Hello,
I'm trying to construct a query which will do some simple counts over a
table of events, and insert them in to a summary table.
The query I came up with looks something like
INSERT OVERWRITE TABLE activity
PARTITION(date_utc)
select count(1) views,
from impressions
where dt >= date_sub(to_date(from_unixtime(unix_timestamp())),1)
and dt < to_date(from_unixtime(unix_timestamp()))
group by d_theme;
This seemed to work fine, but I realized it was doing a full table scan,
and not using the partitions in "views" appropriately.
I set hive.mapred.mode=strict and the above query fails to run.
If I change the expressions in the where clause to literals, it works as I
would expect.
Can anyone help me figure out how to do what I want?
I put together a test script to illustrate my problem:
set hive.mapred.mode=strict;
set hive.optimize.ppd=true;
DROP TABLE IF EXISTS test_where_expr;
CREATE TABLE test_where_expr (
ts int
)
PARTITIONED BY ( dt STRING );
explain SELECT * from test_where_expr WHERE dt =
to_date(date_sub(from_unixtime(unix_timestamp()),1));
explain SELECT * from test_where_expr WHERE dt = '2012-06-01';
This is the output:
hive> set hive.mapred.mode=strict;
hive> set hive.optimize.ppd=true;
hive>
> DROP TABLE IF EXISTS test_where_expr;
OK
Time taken: 3.405 seconds
hive>
> CREATE TABLE test_where_expr (
> ts int
> )
> PARTITIONED BY ( dt STRING );
OK
Time taken: 0.189 seconds
hive>
> explain SELECT * from test_where_expr
> WHERE dt = to_date(date_sub(from_unixtime(unix_timestamp()),1));
FAILED: Error in semantic analysis: No partition predicate found for Alias
"test_where_expr" Table "test_where_expr"
hive>
> explain SELECT * from test_where_expr
> WHERE dt = '2012-06-01';
OK
ABSTRACT SYNTAX TREE:
(TOK_QUERY (TOK_FROM (TOK_TABREF (TOK_TABNAME test_where_expr)))
(TOK_INSERT (TOK_DESTINATION (TOK_DIR TOK_TMP_FILE)) (TOK_SELECT
(TOK_SELEXPR TOK_ALLCOLREF)) (TOK_WHERE (= (TOK_TABLE_OR_COL dt)
'2012-06-01'))))
STAGE DEPENDENCIES:
Stage-0 is a root stage
STAGE PLANS:
Stage: Stage-0
Fetch Operator
limit: -1
Time taken: 0.166 seconds
hive> hadoop@ip-10-68-190-136:~$ hive --version
Hive version 0.8.1.
hadoop@ip-10-68-190-136:~$ hadoop -version
java version "1.6.0_26"
Java(TM) SE Runtime Environment (build 1.6.0_26-b03)
Java HotSpot(TM) 64-Bit Server VM (build 20.1-b02, mixed mode)
Thanks,
--Matthew Hooker

——————

◆ Instructions to follow
List every "Time taken" value reported in the Hive output shown in the forum post.

Object position labeling entries
——————

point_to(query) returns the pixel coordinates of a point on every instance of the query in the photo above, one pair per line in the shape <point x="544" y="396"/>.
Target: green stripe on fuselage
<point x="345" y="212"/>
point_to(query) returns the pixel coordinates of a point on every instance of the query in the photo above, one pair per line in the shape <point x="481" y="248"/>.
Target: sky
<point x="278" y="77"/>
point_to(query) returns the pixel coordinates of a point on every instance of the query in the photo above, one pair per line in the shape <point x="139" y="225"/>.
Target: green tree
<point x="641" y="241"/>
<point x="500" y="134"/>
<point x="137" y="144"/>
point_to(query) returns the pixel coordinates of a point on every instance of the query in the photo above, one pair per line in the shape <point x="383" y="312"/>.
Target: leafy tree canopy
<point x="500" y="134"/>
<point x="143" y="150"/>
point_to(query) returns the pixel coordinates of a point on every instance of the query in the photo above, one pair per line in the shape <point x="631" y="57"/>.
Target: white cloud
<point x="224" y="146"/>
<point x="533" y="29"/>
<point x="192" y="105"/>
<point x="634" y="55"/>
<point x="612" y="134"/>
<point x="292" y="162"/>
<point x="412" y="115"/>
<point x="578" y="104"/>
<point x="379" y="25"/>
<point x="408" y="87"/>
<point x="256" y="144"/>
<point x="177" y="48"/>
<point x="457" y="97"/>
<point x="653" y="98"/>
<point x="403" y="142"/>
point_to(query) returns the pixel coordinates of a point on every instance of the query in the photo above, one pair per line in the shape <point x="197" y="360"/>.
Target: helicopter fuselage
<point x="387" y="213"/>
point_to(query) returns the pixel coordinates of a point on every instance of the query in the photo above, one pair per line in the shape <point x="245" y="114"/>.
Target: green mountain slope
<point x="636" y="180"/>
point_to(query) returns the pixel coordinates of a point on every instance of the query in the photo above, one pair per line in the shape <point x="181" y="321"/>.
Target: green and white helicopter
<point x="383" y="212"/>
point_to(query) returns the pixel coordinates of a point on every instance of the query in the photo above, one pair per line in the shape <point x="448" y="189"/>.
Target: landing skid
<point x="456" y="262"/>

——————

◆ Task answer
3.405 seconds
0.189 seconds
0.166 seconds